# Hands down the best landscape/bed pre-emergent



## Ecks from Tex

Snapshot.

It provides longer protection for a broader scope of plants, and unlike Prodiamine it is rated as safe for more ornamentals and flowers. I put snapshot on everything from my antique rose bed to my azaleas. It does a great job.


----------



## Colonel K0rn

I'd like to try some, but for the small bed that I have, I can't justify the cost of entry. Once I get more beds in place, then I might be able to; either that or use up the jug of Preen that I have.


----------



## Ecks from Tex

You won't regret it. Watch for sales, I bought some for under $100 on Amazon. I have over 15 beds, 3 rose beds, over 75 Azaleas, and I was floored that I applied it slightly over bag rate and used less than 1/10th of the bag :lol:


----------



## BXMurphy

Colonel K0rn said:


> I'd like to try some, but for the small bed that I have, I can't justify the cost of entry. Once I get more beds in place, then I might be able to; either that or use up the jug of Preen that I have.


If your bed is small enough to weed by hand, that a the way to go.

The stuff will last forever. Try dividing by how many years left you have in you to get cost per year. That may or may not make you feel better.


----------



## Movingshrub

Snapshot = isoxaben. Why not just spray it instead?


----------



## Ecks from Tex

Movingshrub said:


> Snapshot = isoxaben. Why not just spray it instead?


A couple of reasons I don't personally.

I have a lot of ornamentals that are not specifically listed as tolerant to Isoxaben but not listed as unsafe either. So I'm always a little cautious because I have had bad luck in the past trying to figure out my program. For example, I killed several roses one year and could not figure out whether it was a pre-emergent application, a potentially improper pruning (had to prune half of the shrub as opposed to recommended 1/3rd), or some other environmental factors. It's not as easy with ornamentals and flowers to isolate one thing you did to figure out why you killed it :lol:

So in general I'm pretty risk adverse with the landscaping beds and flowers. Flowering ornamentals and shrubs seem to take it hard. My understanding is Snapshot has a lower rate of Isoxaben as opposed to say Isoxaben 75 WG. Snapshot also has Trifluralin as an active ingredient, which is commonly rated for shrubs (used in Preen for example). And in general I think granular applications in the ornamental beds is slightly safer as it may dissolve into the ground at a slower rate and eliminate potential for harm.

What do you apply Isoxaben to? I always prefer spraying as opposed to granular in every other context, just been a little gun shy about ornamental/flower beds.


----------



## ryeguy

Movingshrub said:


> Snapshot = isoxaben. Why not just spray it instead?

STATED PROBLEM A: Copy the forum thread from "If your bed" to "you feel better.", substituting "for many seasons" for "forever".
The rows that follow have no connection to the forum thread.

DATA ENTRIES:
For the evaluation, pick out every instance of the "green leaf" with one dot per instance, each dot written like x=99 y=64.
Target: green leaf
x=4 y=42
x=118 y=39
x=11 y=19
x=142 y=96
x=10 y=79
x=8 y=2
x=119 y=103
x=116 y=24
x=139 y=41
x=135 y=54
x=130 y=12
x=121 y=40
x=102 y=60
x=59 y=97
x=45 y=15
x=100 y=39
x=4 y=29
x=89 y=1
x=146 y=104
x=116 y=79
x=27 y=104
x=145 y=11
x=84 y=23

STATED PROBLEM B: Reproduce every one of the rows above word for word.

FINISHED ANSWER A:
If your bed is small enough to weed by hand, that a the way to go.

The stuff will last for many seasons. Try dividing by how many years left you have in you to get cost per year. That may or may not make you feel better.

FINISHED ANSWER B:
For the evaluation, pick out every instance of the "green leaf" with one dot per instance, each dot written like x=99 y=64.
Target: green leaf
x=4 y=42
x=118 y=39
x=11 y=19
x=142 y=96
x=10 y=79
x=8 y=2
x=119 y=103
x=116 y=24
x=139 y=41
x=135 y=54
x=130 y=12
x=121 y=40
x=102 y=60
x=59 y=97
x=45 y=15
x=100 y=39
x=4 y=29
x=89 y=1
x=146 y=104
x=116 y=79
x=27 y=104
x=145 y=11
x=84 y=23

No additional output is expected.